Document extract:
Address of array [0] = 0x7ffd1f9a773c
Value of array [0] = 42
Address of array [1] = 0x7ffd1f9a7740
Value of array [1] = 77
Address of array [2] = 0x7ffd1f9a7744
Value of array [2] = 89

6 Indexing#

To print the first entry of the array array we can use:

printf("%i\n", array[0]);

which will show the value 42. Technically, the index operator (e.g. array[0]) has nothing to do with arrays, even though it is its most common usage. Remember that arrays decay to pointers. That’s a pointer you passed to that operator, not an array.

One could do:

int array[] = {42, 77, 89};
int *array_ptr = &array[1];
printf("%i\n", array_ptr[1]);

What happened is displayed in the following diagram

array points to the first element of the array; array_ptr is set to &array[1], so it points to the second element of the array. So array_ptr[1] is equivalent to array[2] (array_ptr starts at the second element of the array array, so the second element of array_ptr is the third element of the array array).

What is being asked: Transcribe the whole excerpt on C array indexing word for word.

Supplied material:
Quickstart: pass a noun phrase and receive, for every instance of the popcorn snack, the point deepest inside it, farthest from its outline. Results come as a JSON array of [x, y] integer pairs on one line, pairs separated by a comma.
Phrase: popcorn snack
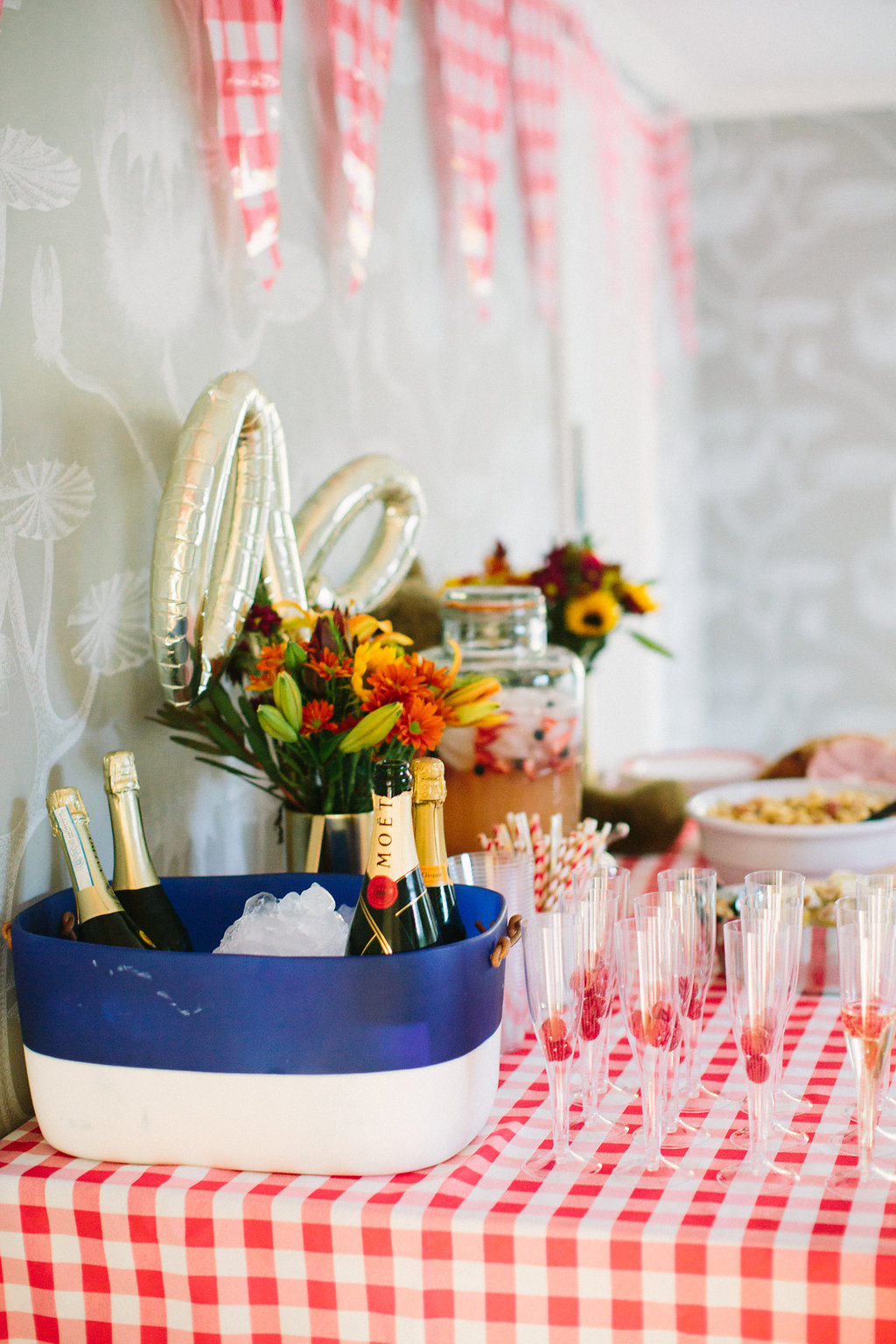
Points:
[[813, 808]]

Reply to the task:
Address of array [0] = 0x7ffd1f9a773c
Value of array [0] = 42
Address of array [1] = 0x7ffd1f9a7740
Value of array [1] = 77
Address of array [2] = 0x7ffd1f9a7744
Value of array [2] = 89

6 Indexing#

To print the first entry of the array array we can use:

printf("%i\n", array[0]);

which will show the value 42. Technically, the index operator (e.g. array[0]) has nothing to do with arrays, even though it is its most common usage. Remember that arrays decay to pointers. That’s a pointer you passed to that operator, not an array.

One could do:

int array[] = {42, 77, 89};
int *array_ptr = &array[1];
printf("%i\n", array_ptr[1]);

What happened is displayed in the following diagram

array points to the first element of the array; array_ptr is set to &array[1], so it points to the second element of the array. So array_ptr[1] is equivalent to array[2] (array_ptr starts at the second element of the array array, so the second element of array_ptr is the third element of the array array).